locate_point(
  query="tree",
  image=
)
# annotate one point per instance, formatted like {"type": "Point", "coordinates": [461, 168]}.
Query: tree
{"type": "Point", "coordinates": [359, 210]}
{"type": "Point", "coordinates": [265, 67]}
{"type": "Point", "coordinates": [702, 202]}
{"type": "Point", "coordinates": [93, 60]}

▶ [Problem details] Arrange each line of the entries above into a Markdown table with two columns, Row and Line. Number the rows in order and omit any blank lines.

▶ [Written solution]
| Row | Line |
|---|---|
| 1 | locate_point( |
| 2 |   query="tree", |
| 3 |   image= |
| 4 | ) |
| 5 | # annotate one point per instance, formatted like {"type": "Point", "coordinates": [461, 168]}. |
| 6 | Query: tree |
| 7 | {"type": "Point", "coordinates": [359, 210]} |
| 8 | {"type": "Point", "coordinates": [265, 67]} |
| 9 | {"type": "Point", "coordinates": [702, 202]} |
| 10 | {"type": "Point", "coordinates": [93, 60]} |